> _Required work_
Gather each line in the material below that contains the word "tree" and copy it out. Case counts.

> _Task input_
.....

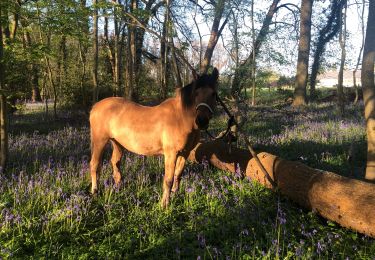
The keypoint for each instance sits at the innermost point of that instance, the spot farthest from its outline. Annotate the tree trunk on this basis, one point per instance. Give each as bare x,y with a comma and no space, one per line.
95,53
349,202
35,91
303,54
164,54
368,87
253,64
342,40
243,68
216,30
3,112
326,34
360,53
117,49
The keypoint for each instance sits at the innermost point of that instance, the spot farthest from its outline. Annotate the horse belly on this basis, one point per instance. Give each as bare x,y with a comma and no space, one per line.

.....

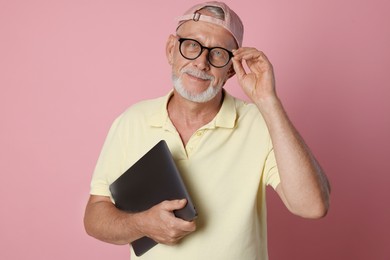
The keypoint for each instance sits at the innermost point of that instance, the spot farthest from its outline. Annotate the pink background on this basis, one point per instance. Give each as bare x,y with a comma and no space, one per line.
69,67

.....

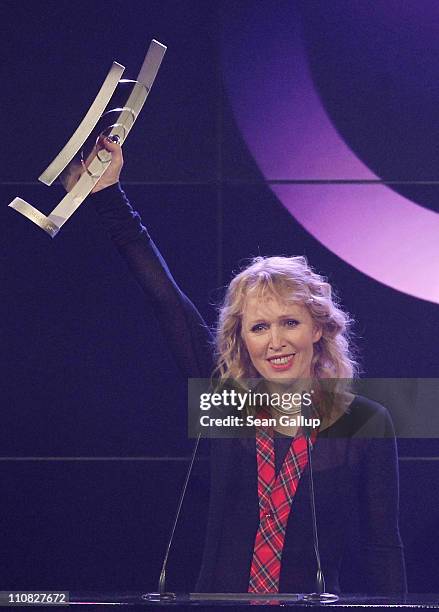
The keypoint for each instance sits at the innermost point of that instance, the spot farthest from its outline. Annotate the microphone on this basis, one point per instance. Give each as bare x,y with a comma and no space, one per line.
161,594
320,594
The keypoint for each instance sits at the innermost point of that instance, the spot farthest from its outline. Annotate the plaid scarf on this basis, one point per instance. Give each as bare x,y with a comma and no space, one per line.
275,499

.....

> _Task solution_
The keypoint for each instance sits at the innermost point of that instance, the spot farthest from its outline. Annotate the tree trunk on this basis, one point per instance. Give each as bare x,y with a comma and no space, one per line.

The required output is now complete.